## Bloc de texte:
Abdoulaye Ould Mohamedou : Le projet actuel de MSF à Adré a été mis en place au mois d’août 2021. L'objectif est de soutenir le district au niveau des consultations pédiatriques chez les enfants de moins de 15 ans mais également de se positionner près de la frontière en cas d'afflux massif de blessés. Nous sommes dans un district frontalier avec l’ouest du Darfour, où les violences répétées entraînent souvent des déplacements de population vers le Tchad.
Nous recevons en moyenne 1 000 patients par mois aux urgences et nous en hospitalisons environ 10 par jour en période de pic de malnutrition, comme c’est le cas actuellement. 80% des consultations en ambulatoire et 60% des hospitalisations concernent des enfants souffrants de malnutrition aiguë sévère. Le service de pédiatrie a une capacité de 50 lits, dont 30 leur sont dédiés.

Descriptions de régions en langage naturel
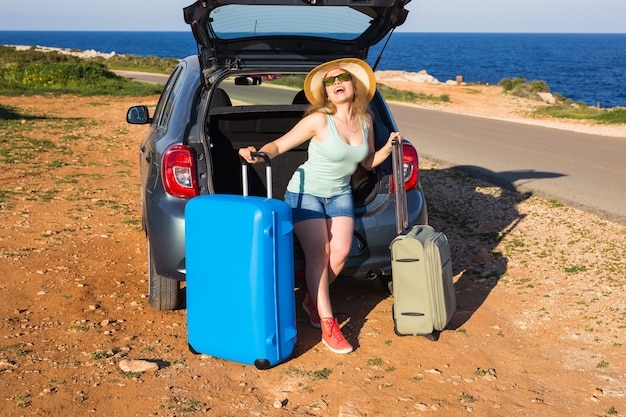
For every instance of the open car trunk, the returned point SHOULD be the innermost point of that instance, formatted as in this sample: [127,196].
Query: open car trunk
[232,127]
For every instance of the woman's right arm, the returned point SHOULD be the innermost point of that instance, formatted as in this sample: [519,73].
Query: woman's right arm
[304,130]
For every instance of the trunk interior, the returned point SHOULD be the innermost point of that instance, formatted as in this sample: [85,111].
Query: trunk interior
[234,127]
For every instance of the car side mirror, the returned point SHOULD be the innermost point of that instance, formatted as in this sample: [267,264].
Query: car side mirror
[138,115]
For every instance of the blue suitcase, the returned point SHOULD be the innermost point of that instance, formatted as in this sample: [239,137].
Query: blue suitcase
[240,277]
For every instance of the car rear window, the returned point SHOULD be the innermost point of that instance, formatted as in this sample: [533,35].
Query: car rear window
[245,21]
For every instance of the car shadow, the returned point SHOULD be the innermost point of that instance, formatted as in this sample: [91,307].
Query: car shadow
[475,217]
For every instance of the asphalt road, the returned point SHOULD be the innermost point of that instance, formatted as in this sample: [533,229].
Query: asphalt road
[581,170]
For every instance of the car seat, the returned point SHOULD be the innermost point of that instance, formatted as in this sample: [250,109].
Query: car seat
[300,98]
[220,99]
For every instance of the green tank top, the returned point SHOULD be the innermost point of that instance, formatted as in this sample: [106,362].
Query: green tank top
[327,171]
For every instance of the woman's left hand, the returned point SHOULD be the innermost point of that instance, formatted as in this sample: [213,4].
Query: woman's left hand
[393,136]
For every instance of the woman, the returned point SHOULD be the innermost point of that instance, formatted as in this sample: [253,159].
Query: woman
[339,126]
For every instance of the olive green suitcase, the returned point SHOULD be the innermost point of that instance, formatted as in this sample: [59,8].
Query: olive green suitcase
[423,290]
[421,267]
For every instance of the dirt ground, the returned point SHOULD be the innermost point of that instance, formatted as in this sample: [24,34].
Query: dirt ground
[539,331]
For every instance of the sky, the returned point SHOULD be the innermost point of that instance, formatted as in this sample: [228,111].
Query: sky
[533,16]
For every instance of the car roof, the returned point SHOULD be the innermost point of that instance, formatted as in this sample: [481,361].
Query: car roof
[289,33]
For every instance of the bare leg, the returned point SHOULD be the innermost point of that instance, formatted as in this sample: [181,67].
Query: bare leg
[313,237]
[341,230]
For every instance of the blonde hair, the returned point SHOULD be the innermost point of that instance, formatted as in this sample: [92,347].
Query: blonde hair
[360,104]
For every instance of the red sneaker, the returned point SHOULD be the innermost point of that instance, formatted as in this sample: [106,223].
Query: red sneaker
[311,309]
[333,338]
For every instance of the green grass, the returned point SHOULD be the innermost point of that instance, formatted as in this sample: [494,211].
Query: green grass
[583,112]
[33,72]
[563,108]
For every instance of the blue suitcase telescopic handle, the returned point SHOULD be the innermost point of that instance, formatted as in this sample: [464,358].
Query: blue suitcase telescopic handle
[397,167]
[268,172]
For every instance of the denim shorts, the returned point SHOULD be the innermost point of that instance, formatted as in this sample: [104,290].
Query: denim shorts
[306,206]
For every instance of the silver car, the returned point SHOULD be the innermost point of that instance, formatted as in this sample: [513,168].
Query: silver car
[245,88]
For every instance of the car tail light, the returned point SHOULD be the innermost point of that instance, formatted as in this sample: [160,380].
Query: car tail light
[410,167]
[179,172]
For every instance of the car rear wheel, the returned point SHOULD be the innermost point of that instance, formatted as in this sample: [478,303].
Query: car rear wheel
[162,292]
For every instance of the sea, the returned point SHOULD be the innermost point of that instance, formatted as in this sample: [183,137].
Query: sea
[588,68]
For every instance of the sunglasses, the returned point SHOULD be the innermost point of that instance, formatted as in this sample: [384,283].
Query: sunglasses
[343,77]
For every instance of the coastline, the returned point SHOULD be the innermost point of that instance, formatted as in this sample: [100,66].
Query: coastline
[478,100]
[488,101]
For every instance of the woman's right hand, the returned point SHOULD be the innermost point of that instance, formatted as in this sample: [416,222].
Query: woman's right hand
[246,154]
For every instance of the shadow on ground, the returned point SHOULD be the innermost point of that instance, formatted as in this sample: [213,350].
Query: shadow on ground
[476,209]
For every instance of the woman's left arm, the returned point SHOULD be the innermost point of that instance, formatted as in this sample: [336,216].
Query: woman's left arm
[374,159]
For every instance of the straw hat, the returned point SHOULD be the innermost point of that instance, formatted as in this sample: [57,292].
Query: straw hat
[357,68]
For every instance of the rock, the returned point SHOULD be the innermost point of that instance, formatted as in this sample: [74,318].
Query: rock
[138,366]
[414,77]
[547,97]
[349,409]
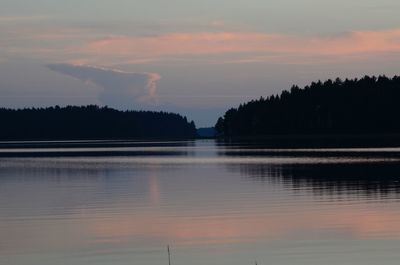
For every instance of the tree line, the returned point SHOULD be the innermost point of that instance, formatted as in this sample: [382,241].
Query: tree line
[370,105]
[91,122]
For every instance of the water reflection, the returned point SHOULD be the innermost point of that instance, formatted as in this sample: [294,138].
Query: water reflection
[211,205]
[360,179]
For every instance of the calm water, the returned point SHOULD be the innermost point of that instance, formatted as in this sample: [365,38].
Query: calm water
[123,203]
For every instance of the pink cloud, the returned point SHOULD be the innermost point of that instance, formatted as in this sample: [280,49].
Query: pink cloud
[178,45]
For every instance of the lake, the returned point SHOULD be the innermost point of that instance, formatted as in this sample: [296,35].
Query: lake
[213,203]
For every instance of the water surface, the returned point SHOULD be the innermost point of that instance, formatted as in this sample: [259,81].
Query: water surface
[124,202]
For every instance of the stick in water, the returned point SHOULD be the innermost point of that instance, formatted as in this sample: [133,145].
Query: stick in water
[169,256]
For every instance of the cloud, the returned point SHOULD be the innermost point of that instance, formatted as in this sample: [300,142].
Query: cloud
[190,44]
[119,89]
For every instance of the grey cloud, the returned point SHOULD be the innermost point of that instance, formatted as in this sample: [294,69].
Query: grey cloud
[118,88]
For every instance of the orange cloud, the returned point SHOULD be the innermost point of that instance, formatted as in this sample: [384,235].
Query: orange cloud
[178,45]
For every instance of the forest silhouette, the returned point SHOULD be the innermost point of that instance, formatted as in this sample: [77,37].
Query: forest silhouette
[91,122]
[370,105]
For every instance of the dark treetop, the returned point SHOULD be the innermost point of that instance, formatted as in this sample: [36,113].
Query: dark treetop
[367,106]
[91,122]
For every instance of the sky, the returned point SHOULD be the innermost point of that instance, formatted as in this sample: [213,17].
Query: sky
[198,58]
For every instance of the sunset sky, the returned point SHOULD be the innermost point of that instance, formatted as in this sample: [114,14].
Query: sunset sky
[197,58]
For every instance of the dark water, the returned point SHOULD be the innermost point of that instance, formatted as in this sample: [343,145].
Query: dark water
[123,203]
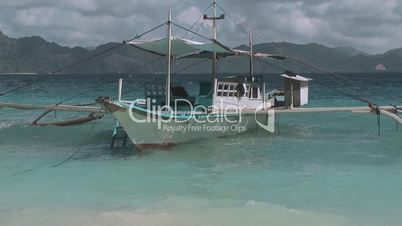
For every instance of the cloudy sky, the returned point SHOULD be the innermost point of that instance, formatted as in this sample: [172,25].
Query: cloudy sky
[373,26]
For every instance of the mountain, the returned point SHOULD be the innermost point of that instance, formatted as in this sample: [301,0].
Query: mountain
[34,54]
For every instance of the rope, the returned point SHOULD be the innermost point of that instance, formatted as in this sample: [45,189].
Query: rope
[202,14]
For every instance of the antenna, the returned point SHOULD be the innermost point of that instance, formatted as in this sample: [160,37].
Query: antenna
[250,39]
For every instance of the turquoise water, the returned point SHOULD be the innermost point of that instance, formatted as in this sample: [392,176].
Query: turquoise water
[320,169]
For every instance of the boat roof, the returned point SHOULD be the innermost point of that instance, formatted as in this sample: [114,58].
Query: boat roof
[185,48]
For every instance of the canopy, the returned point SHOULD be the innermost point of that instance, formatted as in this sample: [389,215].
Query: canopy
[180,46]
[234,52]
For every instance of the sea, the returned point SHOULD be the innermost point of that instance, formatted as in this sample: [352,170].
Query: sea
[316,169]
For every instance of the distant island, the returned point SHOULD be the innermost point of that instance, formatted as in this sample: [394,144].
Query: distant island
[36,55]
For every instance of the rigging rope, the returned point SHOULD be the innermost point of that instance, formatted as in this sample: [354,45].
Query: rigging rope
[202,14]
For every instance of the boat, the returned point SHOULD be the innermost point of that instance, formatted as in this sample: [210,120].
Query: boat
[227,106]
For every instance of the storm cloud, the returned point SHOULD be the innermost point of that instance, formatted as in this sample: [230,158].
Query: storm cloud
[373,26]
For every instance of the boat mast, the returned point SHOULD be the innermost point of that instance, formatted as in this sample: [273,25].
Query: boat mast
[169,57]
[250,39]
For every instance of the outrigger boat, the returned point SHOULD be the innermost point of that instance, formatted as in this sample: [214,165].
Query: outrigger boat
[224,106]
[167,115]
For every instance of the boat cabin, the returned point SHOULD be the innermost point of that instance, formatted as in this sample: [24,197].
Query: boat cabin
[295,89]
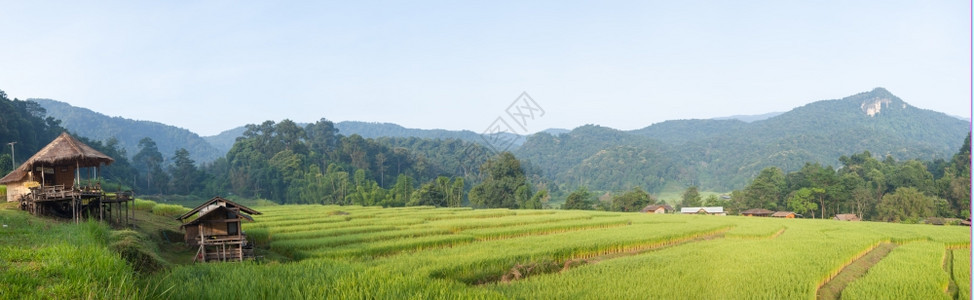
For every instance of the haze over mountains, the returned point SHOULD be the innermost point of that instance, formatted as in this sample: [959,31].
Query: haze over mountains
[716,154]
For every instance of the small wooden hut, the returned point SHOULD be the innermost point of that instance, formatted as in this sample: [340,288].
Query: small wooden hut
[50,183]
[657,209]
[847,217]
[216,230]
[757,212]
[784,214]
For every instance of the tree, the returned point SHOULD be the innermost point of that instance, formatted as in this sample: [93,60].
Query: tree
[712,200]
[632,200]
[504,185]
[581,198]
[906,204]
[765,190]
[803,201]
[185,176]
[149,163]
[691,197]
[428,194]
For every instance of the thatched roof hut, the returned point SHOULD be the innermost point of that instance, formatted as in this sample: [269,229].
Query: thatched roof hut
[784,214]
[217,230]
[757,212]
[847,217]
[60,158]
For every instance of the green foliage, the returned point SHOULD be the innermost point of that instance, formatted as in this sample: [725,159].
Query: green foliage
[127,133]
[504,185]
[314,164]
[169,210]
[40,259]
[579,199]
[141,204]
[631,201]
[905,204]
[27,124]
[346,251]
[896,275]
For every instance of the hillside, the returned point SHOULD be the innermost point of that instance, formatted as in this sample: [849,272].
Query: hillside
[97,126]
[725,154]
[224,140]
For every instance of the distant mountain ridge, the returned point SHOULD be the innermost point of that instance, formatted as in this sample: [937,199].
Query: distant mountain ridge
[725,154]
[716,154]
[128,132]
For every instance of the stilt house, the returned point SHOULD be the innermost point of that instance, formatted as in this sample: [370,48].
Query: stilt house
[216,230]
[50,183]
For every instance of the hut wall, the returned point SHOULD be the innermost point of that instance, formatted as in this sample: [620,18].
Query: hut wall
[64,175]
[15,190]
[192,235]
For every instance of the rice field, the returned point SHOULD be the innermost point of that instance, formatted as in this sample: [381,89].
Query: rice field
[430,253]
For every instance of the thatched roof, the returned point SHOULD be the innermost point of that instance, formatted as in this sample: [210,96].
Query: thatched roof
[64,150]
[846,217]
[757,212]
[214,203]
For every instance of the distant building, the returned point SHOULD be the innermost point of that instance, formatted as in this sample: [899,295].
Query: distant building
[708,210]
[657,209]
[216,230]
[757,212]
[847,217]
[784,214]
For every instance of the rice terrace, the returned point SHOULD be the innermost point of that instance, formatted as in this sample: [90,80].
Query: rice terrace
[486,150]
[328,251]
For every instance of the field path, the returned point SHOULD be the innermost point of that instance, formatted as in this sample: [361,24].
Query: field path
[833,288]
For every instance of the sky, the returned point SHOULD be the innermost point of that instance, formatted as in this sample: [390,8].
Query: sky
[209,66]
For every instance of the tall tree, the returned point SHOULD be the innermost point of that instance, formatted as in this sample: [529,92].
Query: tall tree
[185,176]
[504,184]
[691,197]
[581,198]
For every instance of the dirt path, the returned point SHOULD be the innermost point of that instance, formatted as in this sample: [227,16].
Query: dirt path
[833,288]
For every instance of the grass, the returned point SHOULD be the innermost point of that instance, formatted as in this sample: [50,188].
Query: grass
[911,271]
[315,251]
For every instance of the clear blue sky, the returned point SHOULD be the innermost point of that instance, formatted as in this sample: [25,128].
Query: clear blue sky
[209,66]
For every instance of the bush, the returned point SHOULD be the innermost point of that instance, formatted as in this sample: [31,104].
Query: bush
[169,210]
[265,202]
[135,248]
[145,205]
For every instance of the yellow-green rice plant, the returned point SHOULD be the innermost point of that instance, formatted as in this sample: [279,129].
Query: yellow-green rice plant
[962,272]
[911,271]
[493,233]
[169,210]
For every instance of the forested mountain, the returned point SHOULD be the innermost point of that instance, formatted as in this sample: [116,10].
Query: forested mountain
[714,154]
[726,154]
[25,124]
[224,140]
[128,132]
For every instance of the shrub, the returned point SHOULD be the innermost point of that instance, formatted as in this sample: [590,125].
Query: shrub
[140,204]
[169,210]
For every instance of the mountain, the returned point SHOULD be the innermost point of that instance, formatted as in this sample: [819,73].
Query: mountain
[128,132]
[726,154]
[750,118]
[224,140]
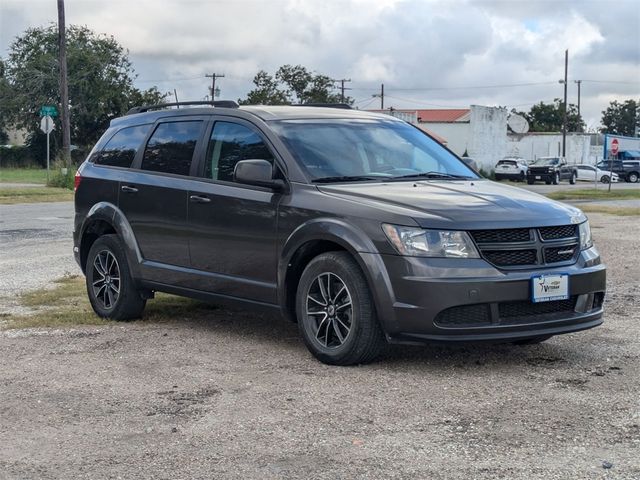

## Tâche à réaliser:
Recopiez le passage du texte sur le projet de MSF à Adré, en commençant par « Abdoulaye Ould Mohamedou » et en allant jusqu'à « leur sont dédiés. ». Changez « malnutrition » en « dénutrition » partout dans ce passage.

## Solution proposée:
Abdoulaye Ould Mohamedou : Le projet actuel de MSF à Adré a été mis en place au mois d’août 2021. L'objectif est de soutenir le district au niveau des consultations pédiatriques chez les enfants de moins de 15 ans mais également de se positionner près de la frontière en cas d'afflux massif de blessés. Nous sommes dans un district frontalier avec l’ouest du Darfour, où les violences répétées entraînent souvent des déplacements de population vers le Tchad.
Nous recevons en moyenne 1 000 patients par mois aux urgences et nous en hospitalisons environ 10 par jour en période de pic de dénutrition, comme c’est le cas actuellement. 80% des consultations en ambulatoire et 60% des hospitalisations concernent des enfants souffrants de dénutrition aiguë sévère. Le service de pédiatrie a une capacité de 50 lits, dont 30 leur sont dédiés.